Darn Wright | Self-quarantine fever
Some practical suggestions to help you get through this time of social distancing
Last updated 3/23/2020 at 3:57pm
Almost 24 hours a day it’s discussed on every major television station. Our friends are constantly talking about it. Even when we are using social distancing, one can overhear others focused on it.
What is it? Of course, it’s the novel coronavirus aka COVID-19, and it has invaded not only our bodies, minds, social life, financial life, religious activities, and entertainment outlets, but also our family relationships.
As a licensed mental health professional, along with my 30 years as a Probation and Parole Officer dealing with violent offenders, and the training that both the Federal Bureau of Investigation and Alcohol, Tobacco and Firearms has given me, I have developed the tools to be considered a violent criminal profiler.
Now, with my knowledge, I sadly predict with the increase of cabin fever there will be more domestic violence (DV) calls to 911. Our isolation, without turning to creative solutions, could lead to tormenting and irritating our loved ones, and with this comes relationship conflicts.
No matter what we call it, self-quarantine, cabin fever or just going stir-crazy over time, a person can have a claustrophobic reaction, manifested as extreme irritability and restlessness. These behavioral changes take place when a person has been in confined quarters for an extended period of time.
When experiencing cabin fever, a person may tend to become extremely bored and develop a distrust of those around them. Those with this “dis-ease” often develop angry feelings toward those who are pushing them not to go into COVID-19 infested environments. This value system divide often leads to aggressive behavior by both parties.
== == ==
## Exercises to complete:
- a) In the column on self-quarantine fever, how many years did the writer spend as a Probation and Parole Officer?
- b) Transcribe the self-quarantine fever column from "Darn Wright |" to "our family relationships.".

## Data records:
== == ==
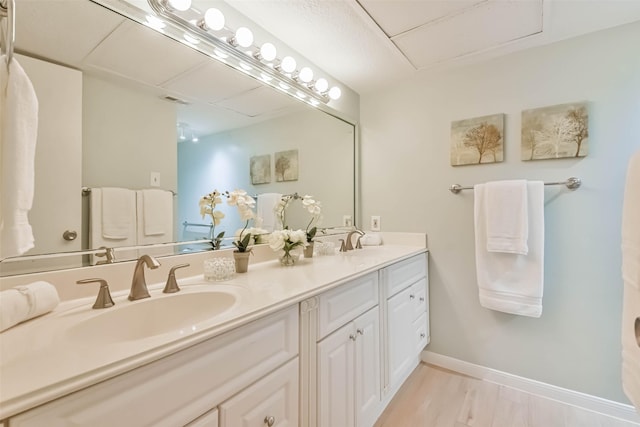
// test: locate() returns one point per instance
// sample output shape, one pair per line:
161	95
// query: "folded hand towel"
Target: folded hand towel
509	282
18	135
26	302
506	216
265	210
118	213
631	277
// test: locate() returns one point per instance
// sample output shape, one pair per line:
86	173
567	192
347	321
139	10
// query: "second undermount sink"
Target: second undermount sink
180	313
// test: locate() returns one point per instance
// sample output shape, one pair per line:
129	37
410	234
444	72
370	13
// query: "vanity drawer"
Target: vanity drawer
272	399
404	273
343	304
181	387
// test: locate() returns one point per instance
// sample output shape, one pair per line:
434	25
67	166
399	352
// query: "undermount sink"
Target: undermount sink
132	320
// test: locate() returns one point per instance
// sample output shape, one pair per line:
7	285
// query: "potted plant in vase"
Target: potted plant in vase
286	241
208	204
245	205
315	209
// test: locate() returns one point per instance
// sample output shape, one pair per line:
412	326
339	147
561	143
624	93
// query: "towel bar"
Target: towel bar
571	183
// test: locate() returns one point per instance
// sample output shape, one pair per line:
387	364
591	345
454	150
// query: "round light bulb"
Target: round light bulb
288	64
244	37
306	74
268	52
180	5
335	93
322	85
214	19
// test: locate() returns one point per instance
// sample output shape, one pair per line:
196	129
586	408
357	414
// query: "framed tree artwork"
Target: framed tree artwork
477	140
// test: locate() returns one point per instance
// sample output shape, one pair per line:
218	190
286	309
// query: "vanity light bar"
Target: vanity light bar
280	74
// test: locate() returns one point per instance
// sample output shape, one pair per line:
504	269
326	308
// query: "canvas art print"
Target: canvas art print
286	163
260	169
478	140
555	132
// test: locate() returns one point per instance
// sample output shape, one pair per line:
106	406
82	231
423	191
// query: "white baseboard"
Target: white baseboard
569	397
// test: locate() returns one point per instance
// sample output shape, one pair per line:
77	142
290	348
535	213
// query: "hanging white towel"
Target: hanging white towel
506	216
98	238
26	302
265	210
18	134
509	282
631	278
155	220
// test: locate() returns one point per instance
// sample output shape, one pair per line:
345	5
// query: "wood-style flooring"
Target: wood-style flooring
435	397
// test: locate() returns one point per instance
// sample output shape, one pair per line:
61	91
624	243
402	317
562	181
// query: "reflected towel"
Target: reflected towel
26	302
265	210
512	283
18	135
506	216
631	278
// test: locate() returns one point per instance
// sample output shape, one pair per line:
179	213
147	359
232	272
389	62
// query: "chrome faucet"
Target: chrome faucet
138	284
349	245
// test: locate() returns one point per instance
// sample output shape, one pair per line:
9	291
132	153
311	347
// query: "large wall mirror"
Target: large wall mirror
122	105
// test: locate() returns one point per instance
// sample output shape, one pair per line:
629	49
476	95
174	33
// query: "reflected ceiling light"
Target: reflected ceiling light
243	37
335	93
213	20
288	64
180	5
306	74
155	23
321	85
268	52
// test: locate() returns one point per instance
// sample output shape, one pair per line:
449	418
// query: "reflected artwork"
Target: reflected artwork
555	132
478	140
286	165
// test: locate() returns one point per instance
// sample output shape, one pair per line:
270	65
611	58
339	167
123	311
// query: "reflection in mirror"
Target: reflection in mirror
115	99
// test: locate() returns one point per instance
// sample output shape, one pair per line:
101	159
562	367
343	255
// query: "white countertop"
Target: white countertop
41	361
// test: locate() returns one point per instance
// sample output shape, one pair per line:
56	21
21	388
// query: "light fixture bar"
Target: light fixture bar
277	79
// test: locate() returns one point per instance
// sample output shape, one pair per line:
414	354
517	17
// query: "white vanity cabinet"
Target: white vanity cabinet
235	370
405	292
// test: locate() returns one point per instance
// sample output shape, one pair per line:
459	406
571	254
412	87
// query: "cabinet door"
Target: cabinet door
401	342
336	379
272	401
367	368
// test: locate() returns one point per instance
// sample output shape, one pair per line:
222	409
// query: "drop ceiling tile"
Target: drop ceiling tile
260	101
211	82
398	16
480	28
143	54
42	29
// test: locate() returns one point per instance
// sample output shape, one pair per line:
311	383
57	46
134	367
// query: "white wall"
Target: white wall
405	157
221	161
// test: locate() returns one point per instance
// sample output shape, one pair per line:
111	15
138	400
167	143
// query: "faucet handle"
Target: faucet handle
104	296
172	285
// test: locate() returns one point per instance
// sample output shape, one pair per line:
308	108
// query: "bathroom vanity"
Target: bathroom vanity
327	342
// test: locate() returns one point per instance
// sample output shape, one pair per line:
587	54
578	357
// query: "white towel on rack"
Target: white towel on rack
18	135
265	210
26	302
507	217
509	282
155	220
97	236
631	278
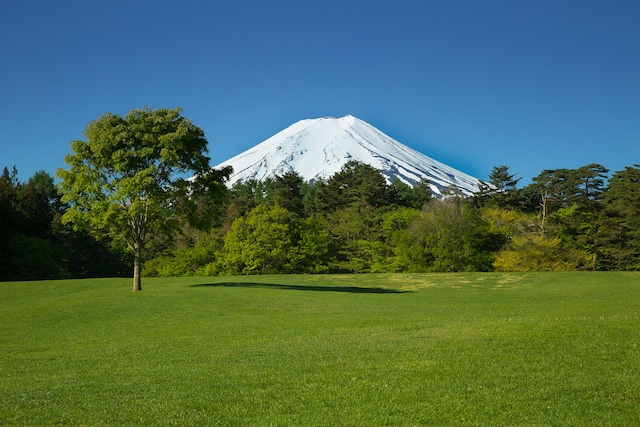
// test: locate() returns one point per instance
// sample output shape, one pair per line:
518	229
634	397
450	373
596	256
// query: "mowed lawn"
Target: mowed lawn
323	350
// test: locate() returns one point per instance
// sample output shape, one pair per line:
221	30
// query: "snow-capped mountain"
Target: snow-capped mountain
318	148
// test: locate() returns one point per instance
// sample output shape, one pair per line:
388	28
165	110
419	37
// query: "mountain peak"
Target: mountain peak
319	148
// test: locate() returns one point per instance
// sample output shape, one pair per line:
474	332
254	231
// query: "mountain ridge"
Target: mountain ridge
318	148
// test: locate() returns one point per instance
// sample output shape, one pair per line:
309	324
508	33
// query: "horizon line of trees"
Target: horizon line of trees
353	222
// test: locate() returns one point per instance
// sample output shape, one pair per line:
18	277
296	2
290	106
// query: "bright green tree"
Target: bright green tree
128	179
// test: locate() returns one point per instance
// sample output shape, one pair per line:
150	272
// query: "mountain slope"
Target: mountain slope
318	148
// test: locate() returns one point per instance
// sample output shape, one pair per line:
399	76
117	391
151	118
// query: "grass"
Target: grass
358	350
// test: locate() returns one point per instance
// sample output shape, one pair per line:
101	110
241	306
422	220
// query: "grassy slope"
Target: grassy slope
532	349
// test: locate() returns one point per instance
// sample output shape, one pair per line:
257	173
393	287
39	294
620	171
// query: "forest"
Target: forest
353	222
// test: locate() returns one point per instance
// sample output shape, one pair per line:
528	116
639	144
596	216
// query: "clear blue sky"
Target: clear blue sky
533	85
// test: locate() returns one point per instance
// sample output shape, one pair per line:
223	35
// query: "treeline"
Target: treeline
34	244
354	222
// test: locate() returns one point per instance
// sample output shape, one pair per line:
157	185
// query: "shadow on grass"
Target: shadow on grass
350	289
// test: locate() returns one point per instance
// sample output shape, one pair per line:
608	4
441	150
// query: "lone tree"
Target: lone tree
127	180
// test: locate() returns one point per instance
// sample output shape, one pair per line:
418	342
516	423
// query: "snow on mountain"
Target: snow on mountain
318	148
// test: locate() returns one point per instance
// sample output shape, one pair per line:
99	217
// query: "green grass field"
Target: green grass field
325	350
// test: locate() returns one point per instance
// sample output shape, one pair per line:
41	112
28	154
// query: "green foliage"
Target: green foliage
126	179
620	232
536	252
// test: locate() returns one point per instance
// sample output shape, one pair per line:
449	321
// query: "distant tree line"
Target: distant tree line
356	222
34	244
353	222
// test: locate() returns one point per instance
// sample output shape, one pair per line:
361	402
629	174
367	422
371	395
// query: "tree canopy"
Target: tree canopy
128	179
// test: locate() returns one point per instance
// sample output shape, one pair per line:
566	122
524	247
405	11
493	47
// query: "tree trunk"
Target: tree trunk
137	260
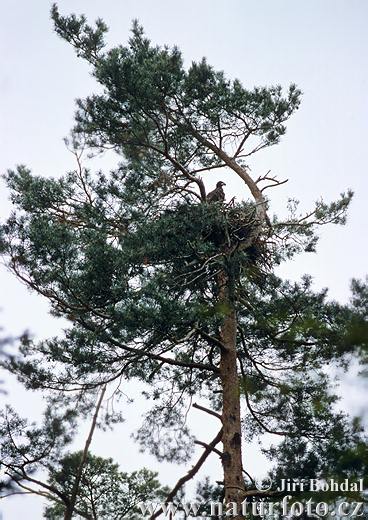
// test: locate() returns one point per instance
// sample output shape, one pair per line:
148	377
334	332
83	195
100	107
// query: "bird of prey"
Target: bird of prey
218	194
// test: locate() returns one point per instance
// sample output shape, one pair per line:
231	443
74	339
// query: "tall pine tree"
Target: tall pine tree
160	285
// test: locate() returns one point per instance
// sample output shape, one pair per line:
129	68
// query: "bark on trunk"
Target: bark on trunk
232	445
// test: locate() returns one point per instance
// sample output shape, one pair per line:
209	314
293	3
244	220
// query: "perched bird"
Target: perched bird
218	194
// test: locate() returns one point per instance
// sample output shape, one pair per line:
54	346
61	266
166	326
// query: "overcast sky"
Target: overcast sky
319	44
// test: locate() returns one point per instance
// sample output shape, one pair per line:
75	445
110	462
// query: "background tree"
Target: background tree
158	284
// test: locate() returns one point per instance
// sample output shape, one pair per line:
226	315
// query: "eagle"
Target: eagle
218	194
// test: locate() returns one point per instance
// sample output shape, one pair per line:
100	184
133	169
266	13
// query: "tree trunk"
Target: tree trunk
232	453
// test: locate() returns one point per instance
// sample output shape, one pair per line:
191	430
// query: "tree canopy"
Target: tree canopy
161	286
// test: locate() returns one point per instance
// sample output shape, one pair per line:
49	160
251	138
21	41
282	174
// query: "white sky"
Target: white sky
320	45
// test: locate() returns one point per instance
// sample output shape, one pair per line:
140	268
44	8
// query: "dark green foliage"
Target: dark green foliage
132	258
105	492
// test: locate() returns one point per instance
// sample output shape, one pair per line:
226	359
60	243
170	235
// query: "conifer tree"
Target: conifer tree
162	286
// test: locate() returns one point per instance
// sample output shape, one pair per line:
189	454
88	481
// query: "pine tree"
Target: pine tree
162	286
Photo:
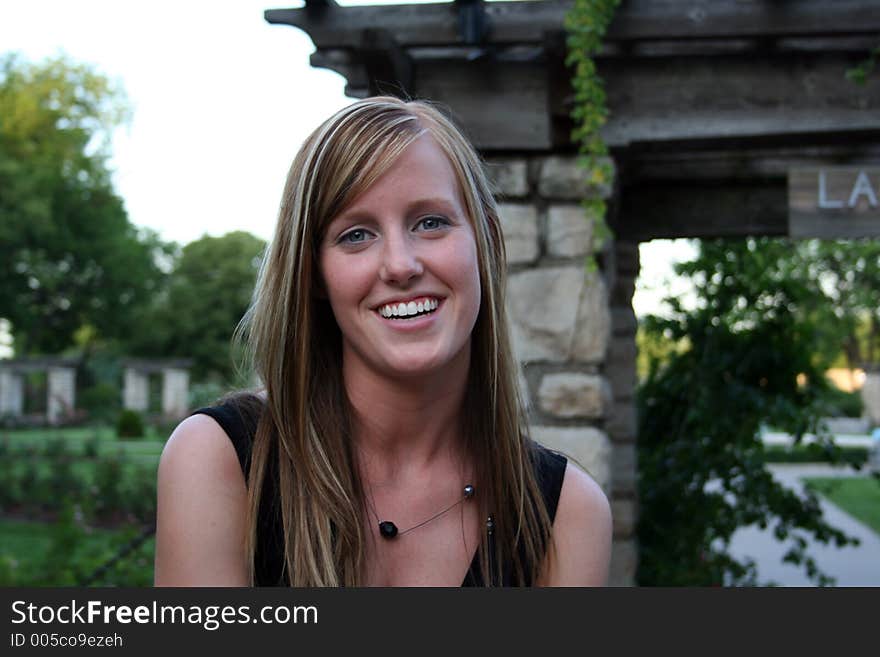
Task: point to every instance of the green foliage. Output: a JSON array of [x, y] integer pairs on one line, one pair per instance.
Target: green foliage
[[209, 291], [860, 72], [839, 403], [71, 553], [814, 453], [70, 255], [129, 424], [586, 24], [858, 496], [77, 488], [759, 345]]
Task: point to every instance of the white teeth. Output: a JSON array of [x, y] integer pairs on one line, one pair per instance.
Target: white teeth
[[408, 309]]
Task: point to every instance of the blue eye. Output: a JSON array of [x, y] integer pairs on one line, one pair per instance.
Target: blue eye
[[433, 222], [356, 236]]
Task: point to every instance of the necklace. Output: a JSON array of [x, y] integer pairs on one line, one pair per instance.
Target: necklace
[[388, 530]]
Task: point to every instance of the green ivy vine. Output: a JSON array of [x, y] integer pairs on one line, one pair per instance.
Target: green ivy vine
[[586, 24], [860, 72]]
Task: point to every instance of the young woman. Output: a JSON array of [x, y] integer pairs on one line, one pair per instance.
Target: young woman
[[388, 445]]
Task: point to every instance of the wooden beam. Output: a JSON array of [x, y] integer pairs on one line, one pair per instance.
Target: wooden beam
[[671, 211], [676, 19], [424, 25], [669, 99], [636, 20]]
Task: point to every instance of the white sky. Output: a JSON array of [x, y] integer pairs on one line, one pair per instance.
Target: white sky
[[221, 101]]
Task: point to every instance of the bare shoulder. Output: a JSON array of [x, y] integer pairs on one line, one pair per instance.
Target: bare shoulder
[[580, 550], [202, 500]]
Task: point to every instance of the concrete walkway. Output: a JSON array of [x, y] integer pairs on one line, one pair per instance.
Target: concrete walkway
[[851, 566]]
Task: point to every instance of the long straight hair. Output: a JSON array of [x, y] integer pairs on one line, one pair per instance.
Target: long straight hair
[[304, 435]]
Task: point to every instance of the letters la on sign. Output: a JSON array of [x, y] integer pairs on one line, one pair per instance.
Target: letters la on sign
[[834, 202]]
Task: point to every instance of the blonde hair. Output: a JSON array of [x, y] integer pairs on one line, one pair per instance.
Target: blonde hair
[[295, 346]]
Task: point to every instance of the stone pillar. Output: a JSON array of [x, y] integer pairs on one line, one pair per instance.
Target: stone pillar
[[175, 392], [622, 423], [560, 322], [136, 393], [61, 393], [11, 393], [871, 396]]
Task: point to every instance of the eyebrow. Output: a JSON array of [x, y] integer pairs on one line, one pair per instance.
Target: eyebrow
[[448, 205]]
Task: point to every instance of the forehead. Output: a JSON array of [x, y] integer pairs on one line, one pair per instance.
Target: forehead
[[421, 171]]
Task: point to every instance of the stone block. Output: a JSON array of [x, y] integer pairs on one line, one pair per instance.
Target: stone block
[[623, 512], [571, 394], [560, 177], [61, 393], [520, 225], [11, 393], [175, 392], [593, 324], [621, 367], [624, 562], [871, 396], [136, 390], [624, 321], [557, 314], [587, 446], [509, 176], [569, 231]]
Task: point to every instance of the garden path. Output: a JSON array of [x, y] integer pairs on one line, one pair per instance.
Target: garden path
[[851, 566]]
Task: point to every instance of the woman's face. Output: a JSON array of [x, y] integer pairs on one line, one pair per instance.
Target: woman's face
[[399, 267]]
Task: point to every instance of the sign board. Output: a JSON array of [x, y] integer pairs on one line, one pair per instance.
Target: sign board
[[834, 202]]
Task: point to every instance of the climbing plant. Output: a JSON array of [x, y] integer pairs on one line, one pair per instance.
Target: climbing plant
[[586, 24]]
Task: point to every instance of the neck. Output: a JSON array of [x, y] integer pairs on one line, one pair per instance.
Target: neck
[[403, 426]]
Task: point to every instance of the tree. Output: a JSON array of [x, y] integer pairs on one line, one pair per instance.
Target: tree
[[763, 333], [209, 290], [71, 257]]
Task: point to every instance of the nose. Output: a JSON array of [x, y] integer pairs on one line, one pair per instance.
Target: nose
[[400, 262]]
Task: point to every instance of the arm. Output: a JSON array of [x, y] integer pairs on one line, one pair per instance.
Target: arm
[[580, 541], [202, 501]]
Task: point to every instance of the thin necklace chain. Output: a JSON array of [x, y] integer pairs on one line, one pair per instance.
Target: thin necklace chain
[[424, 522]]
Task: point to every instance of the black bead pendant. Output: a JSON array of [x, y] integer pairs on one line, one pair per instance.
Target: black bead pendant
[[388, 529]]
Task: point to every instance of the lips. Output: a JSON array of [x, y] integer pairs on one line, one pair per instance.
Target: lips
[[405, 309]]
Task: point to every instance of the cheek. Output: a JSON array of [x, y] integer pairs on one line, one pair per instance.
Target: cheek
[[344, 280]]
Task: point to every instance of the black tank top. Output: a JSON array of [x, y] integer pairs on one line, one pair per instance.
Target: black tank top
[[240, 424]]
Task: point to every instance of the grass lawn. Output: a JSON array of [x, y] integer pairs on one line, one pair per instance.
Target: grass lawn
[[858, 496], [26, 545], [78, 439]]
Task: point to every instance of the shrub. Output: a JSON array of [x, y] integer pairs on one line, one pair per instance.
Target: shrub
[[130, 424], [843, 404], [100, 401]]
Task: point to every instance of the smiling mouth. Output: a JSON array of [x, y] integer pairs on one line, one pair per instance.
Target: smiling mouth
[[409, 310]]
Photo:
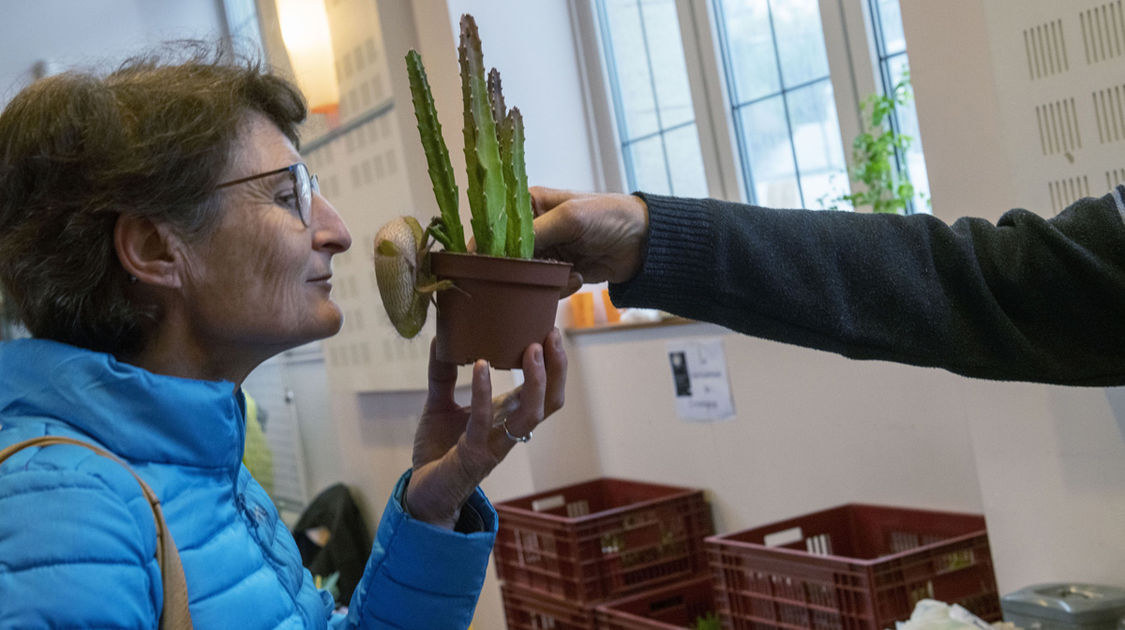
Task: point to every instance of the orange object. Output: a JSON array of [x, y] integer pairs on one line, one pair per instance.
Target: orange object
[[612, 315], [582, 309]]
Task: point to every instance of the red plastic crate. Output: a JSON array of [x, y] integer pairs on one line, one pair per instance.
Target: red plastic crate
[[602, 539], [854, 567], [667, 608], [527, 610]]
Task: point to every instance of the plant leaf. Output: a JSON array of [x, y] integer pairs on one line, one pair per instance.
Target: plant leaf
[[437, 154], [521, 236], [487, 190]]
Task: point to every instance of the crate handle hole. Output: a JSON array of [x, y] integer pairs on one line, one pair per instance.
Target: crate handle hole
[[784, 537]]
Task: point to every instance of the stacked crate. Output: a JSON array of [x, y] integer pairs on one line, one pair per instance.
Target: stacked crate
[[561, 552], [853, 567]]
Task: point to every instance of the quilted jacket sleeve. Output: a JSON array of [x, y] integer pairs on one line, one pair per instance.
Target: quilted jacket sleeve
[[420, 575], [70, 543]]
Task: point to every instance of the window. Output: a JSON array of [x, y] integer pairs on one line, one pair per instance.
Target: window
[[755, 100], [653, 101], [782, 101], [891, 48]]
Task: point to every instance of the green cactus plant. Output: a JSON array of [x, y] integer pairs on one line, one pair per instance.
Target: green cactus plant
[[500, 204]]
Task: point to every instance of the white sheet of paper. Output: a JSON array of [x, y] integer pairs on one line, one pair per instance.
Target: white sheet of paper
[[700, 380]]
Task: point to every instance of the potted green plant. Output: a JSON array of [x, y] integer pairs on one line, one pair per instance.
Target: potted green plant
[[493, 302], [885, 188]]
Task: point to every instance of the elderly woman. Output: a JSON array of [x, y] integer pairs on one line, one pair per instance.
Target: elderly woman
[[161, 236]]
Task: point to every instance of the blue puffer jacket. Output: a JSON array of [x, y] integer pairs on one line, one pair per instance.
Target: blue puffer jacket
[[78, 540]]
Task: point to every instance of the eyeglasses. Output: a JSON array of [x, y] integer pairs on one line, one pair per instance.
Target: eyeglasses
[[304, 186]]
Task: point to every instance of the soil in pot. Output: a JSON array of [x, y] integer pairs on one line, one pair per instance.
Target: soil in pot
[[498, 306]]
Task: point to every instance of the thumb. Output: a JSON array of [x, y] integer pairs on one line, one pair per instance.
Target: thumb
[[555, 228], [543, 199]]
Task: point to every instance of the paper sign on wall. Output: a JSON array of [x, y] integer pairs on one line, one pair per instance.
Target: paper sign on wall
[[700, 381]]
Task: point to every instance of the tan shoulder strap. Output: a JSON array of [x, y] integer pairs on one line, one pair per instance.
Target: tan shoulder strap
[[176, 614]]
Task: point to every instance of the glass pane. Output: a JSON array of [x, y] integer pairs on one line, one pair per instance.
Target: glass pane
[[765, 140], [908, 124], [818, 144], [649, 173], [666, 51], [753, 63], [685, 161], [629, 61], [800, 41], [890, 21]]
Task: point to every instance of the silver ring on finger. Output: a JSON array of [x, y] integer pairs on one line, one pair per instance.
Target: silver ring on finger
[[521, 439]]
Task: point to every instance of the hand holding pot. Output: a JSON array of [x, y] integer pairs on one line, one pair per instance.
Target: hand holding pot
[[603, 235], [457, 447]]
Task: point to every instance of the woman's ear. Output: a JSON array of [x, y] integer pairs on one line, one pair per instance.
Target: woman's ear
[[147, 251]]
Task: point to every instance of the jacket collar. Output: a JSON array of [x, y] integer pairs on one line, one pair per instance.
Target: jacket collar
[[134, 413]]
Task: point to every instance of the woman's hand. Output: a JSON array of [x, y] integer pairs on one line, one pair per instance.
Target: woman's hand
[[603, 235], [456, 448]]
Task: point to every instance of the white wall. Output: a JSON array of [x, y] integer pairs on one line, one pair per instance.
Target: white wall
[[92, 32]]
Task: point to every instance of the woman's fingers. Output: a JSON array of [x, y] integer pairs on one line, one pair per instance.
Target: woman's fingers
[[530, 412], [556, 372], [442, 380]]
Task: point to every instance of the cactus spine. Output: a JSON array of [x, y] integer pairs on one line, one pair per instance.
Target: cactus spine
[[449, 231]]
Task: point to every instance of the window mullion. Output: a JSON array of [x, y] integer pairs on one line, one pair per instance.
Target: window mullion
[[713, 119], [846, 26], [608, 158]]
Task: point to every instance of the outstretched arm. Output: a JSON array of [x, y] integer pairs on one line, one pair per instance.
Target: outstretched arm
[[1026, 298]]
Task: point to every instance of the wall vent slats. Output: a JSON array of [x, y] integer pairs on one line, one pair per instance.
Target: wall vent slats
[[1103, 32], [1045, 48]]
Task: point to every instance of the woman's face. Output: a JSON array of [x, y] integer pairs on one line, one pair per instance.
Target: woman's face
[[259, 284]]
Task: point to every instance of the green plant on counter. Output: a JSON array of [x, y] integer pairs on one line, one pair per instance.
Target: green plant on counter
[[885, 188], [710, 621], [500, 203]]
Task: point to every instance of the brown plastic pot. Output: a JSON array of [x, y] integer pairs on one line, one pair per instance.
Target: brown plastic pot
[[497, 307]]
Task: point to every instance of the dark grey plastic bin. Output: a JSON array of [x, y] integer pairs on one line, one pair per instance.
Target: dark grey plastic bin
[[1065, 606]]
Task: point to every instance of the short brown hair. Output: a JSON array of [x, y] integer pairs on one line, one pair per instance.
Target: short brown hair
[[78, 150]]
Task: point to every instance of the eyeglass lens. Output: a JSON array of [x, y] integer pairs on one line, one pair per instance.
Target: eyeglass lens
[[305, 186]]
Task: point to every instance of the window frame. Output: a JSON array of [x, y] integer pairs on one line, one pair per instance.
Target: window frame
[[854, 71]]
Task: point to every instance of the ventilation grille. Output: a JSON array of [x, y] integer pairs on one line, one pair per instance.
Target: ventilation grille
[[1059, 131], [1109, 109], [1067, 190], [1103, 32], [1046, 50]]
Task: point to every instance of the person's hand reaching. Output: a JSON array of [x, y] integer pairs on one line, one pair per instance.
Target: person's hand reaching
[[603, 235]]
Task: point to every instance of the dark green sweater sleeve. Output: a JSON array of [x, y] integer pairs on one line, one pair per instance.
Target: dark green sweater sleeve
[[1027, 298]]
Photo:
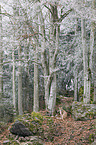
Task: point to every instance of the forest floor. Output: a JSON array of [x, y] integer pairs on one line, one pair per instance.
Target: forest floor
[[68, 131]]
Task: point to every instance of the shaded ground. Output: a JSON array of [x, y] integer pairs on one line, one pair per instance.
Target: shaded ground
[[68, 131]]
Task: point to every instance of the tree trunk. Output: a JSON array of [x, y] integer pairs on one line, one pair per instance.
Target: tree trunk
[[13, 88], [86, 97], [36, 85], [20, 110], [76, 71], [1, 58], [93, 48]]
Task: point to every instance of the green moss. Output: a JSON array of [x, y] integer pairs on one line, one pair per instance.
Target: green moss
[[36, 116], [91, 138]]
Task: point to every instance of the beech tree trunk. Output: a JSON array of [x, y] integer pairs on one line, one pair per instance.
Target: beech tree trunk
[[1, 58], [13, 84], [20, 110], [86, 97], [36, 83], [93, 48]]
== == ==
## Solutions:
- a) 30 years

- b)
Darn Wright | Self-quarantine fever
Some practical suggestions to help you get through this time of social distancing
Last updated 3/23/2020 at 3:57pm
Almost 24 hours a day it’s discussed on every major television station. Our friends are constantly talking about it. Even when we are using social distancing, one can overhear others focused on it.
What is it? Of course, it’s the novel coronavirus aka COVID-19, and it has invaded not only our bodies, minds, social life, financial life, religious activities, and entertainment outlets, but also our family relationships.